> What the exercise asks
Reproduce every line from the one containing "point: white goal" through the end of the items, request lines included, but scale each coordinate in the answers by 0.8 and round to the nearest whole number, with halves rounded up. Return only those lines.

> Entries provided
****************
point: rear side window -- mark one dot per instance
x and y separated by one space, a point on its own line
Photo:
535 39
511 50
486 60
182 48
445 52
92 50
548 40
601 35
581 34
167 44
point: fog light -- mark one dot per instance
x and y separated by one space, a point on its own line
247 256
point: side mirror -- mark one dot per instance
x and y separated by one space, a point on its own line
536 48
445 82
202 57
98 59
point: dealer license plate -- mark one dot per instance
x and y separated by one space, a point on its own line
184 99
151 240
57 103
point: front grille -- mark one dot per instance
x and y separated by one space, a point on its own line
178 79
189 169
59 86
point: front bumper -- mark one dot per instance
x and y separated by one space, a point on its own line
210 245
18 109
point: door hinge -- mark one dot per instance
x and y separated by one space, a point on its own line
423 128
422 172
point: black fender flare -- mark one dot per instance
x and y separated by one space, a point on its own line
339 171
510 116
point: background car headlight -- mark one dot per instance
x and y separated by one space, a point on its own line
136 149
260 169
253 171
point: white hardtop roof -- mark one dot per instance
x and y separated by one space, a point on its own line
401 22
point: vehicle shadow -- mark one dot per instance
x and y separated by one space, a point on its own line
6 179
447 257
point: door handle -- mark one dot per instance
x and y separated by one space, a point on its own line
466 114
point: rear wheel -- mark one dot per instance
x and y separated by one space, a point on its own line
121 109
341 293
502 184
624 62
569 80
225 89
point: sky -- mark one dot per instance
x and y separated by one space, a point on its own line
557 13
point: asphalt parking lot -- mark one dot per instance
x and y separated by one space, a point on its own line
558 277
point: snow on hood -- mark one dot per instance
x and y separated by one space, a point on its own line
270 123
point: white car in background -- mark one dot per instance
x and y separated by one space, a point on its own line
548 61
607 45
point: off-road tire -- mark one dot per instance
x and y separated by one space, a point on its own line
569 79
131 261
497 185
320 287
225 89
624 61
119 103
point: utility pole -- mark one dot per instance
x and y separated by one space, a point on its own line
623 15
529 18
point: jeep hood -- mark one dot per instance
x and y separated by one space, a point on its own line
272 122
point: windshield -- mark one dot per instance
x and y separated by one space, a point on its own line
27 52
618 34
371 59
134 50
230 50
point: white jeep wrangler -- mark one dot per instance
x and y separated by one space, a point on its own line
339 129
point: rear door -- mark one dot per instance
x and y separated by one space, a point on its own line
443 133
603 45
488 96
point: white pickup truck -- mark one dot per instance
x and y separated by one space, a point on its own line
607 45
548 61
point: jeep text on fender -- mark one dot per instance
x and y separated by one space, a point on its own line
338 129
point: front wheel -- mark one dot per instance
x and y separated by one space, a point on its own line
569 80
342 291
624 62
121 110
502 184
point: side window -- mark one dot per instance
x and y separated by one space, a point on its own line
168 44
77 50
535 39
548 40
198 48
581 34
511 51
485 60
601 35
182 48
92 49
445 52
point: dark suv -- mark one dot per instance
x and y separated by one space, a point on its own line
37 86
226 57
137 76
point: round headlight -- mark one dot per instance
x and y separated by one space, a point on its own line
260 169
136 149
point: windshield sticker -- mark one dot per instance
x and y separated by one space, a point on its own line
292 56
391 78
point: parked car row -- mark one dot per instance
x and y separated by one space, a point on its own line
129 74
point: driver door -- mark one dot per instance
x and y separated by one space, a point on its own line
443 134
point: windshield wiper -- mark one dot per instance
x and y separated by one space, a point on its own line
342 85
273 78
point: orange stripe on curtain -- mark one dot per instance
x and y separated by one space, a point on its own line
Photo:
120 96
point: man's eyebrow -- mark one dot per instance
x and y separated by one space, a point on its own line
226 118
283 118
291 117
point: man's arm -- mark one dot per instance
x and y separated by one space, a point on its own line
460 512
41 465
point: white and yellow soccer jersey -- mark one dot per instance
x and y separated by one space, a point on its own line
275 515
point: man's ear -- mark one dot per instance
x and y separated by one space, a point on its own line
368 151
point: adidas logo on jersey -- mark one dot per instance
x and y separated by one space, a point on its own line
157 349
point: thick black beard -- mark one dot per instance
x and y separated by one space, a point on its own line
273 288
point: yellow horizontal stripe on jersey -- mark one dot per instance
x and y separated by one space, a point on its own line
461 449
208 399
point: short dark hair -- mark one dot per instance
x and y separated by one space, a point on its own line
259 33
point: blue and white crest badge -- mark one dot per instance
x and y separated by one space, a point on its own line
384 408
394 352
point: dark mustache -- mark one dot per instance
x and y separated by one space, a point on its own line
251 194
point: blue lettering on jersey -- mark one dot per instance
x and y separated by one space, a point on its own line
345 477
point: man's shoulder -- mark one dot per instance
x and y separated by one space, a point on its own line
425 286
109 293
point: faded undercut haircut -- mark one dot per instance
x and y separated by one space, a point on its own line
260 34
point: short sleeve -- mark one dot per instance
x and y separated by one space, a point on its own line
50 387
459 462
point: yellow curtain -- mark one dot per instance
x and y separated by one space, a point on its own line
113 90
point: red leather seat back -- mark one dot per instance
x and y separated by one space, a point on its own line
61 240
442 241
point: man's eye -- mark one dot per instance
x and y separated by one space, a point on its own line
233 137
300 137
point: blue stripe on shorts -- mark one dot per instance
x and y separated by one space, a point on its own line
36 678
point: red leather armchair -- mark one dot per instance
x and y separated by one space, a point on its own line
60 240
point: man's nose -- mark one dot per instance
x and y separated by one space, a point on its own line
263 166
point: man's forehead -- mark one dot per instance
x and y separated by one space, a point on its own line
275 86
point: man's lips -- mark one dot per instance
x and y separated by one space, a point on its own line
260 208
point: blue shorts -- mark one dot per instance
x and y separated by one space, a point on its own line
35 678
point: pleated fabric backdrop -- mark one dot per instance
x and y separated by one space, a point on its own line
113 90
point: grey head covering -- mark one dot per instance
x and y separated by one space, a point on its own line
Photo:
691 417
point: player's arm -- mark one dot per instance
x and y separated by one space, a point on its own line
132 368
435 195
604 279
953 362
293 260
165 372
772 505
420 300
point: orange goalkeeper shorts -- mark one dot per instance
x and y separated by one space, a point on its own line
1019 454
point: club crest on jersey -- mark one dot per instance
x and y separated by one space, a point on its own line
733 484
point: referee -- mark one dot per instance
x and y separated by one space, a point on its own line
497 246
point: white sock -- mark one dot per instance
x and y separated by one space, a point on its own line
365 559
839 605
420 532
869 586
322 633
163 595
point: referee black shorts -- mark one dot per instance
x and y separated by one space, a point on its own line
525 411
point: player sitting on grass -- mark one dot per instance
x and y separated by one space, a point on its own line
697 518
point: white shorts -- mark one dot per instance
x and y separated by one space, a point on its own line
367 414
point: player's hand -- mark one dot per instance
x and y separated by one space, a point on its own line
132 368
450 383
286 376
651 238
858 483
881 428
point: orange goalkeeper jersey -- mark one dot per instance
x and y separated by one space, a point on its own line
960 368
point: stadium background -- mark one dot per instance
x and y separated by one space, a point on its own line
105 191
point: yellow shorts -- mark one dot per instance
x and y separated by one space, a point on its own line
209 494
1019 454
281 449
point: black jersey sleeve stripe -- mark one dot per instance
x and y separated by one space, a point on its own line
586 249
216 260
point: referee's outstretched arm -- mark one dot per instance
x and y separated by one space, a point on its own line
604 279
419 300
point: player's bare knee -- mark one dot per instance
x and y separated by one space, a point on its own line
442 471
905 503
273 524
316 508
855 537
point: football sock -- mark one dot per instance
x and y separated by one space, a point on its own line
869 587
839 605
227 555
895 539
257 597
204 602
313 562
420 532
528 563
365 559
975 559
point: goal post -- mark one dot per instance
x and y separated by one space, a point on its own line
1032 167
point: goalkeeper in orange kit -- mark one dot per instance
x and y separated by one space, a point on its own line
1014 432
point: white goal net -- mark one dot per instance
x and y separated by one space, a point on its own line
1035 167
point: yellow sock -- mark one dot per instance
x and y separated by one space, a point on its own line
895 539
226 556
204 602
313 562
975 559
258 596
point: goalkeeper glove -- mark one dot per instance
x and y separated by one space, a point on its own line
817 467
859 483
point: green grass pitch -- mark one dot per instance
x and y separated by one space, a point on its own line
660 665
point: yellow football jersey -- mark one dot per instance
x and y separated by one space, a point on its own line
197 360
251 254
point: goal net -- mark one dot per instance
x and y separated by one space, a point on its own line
****************
> Right answer
point: white goal net -- mark one dot per instance
x and y separated by one space, a point on its own line
828 134
point: yellow sock -- mark one dot per instance
x and y separated by one space, a point on its own line
716 431
181 445
163 482
250 450
780 447
206 477
point: goalkeeper glove -- mark one dot per instance
x and y separated by one space, a point on its own line
654 374
687 386
point: green grass pitch -- mark one dot per instance
x and y separated by one space, a point on its own line
528 532
point: yellow football jersey -- mark one dot per instance
x and y separated by one space, a point on its own line
158 288
201 203
point: goal net -- mark one dot per instance
x and y separated by one space, a point on its own line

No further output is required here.